[What this task involves]
The listing below needs to be copied in full, exactly.

[Provided material]

------------------------------------------------

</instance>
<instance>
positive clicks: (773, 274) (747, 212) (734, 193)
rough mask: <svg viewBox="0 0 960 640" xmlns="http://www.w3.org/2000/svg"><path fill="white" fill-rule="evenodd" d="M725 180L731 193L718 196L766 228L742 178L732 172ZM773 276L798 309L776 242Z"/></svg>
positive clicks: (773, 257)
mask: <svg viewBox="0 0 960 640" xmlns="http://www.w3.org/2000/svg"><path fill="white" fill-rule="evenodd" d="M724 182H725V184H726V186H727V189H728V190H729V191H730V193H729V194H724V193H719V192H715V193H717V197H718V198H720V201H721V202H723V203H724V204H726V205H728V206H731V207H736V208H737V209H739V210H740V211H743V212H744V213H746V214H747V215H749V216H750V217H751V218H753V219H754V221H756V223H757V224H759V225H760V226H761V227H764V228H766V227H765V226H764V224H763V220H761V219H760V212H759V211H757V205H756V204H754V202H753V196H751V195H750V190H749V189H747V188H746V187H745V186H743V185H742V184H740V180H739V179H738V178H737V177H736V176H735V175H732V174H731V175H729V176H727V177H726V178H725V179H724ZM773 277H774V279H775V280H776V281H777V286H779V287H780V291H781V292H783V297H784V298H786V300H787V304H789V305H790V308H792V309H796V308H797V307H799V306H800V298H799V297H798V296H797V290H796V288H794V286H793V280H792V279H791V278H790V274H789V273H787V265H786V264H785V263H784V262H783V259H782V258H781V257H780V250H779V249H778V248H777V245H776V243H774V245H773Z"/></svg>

------------------------------------------------

[Result for this exercise]
</instance>
<instance>
positive clicks: (773, 274) (747, 212) (734, 193)
rough mask: <svg viewBox="0 0 960 640" xmlns="http://www.w3.org/2000/svg"><path fill="white" fill-rule="evenodd" d="M725 180L731 193L718 196L766 228L742 178L732 172ZM773 276L798 309L776 242Z"/></svg>
positive clicks: (773, 257)
mask: <svg viewBox="0 0 960 640" xmlns="http://www.w3.org/2000/svg"><path fill="white" fill-rule="evenodd" d="M724 182H725V184H726V186H727V189H728V190H729V191H730V193H729V194H724V193H719V192H715V193H717V197H718V198H720V201H721V202H723V203H724V204H726V205H728V206H731V207H736V208H737V209H739V210H740V211H743V212H744V213H746V214H747V215H749V216H750V217H751V218H753V219H754V221H756V223H757V224H759V225H760V226H761V227H764V228H766V227H765V226H764V224H763V220H761V219H760V212H759V211H757V205H756V204H754V202H753V196H751V195H750V190H749V189H747V188H746V187H745V186H743V185H742V184H740V180H739V179H738V178H737V177H736V176H735V175H732V174H731V175H729V176H727V177H726V178H725V179H724ZM773 277H774V279H775V280H776V281H777V286H779V287H780V291H781V292H783V297H784V298H786V300H787V304H789V305H790V308H792V309H796V308H797V307H799V306H800V298H799V297H798V296H797V290H796V288H794V286H793V280H792V279H791V278H790V274H789V273H787V265H786V264H785V263H784V262H783V259H782V258H781V257H780V250H779V249H778V248H777V245H776V243H774V245H773Z"/></svg>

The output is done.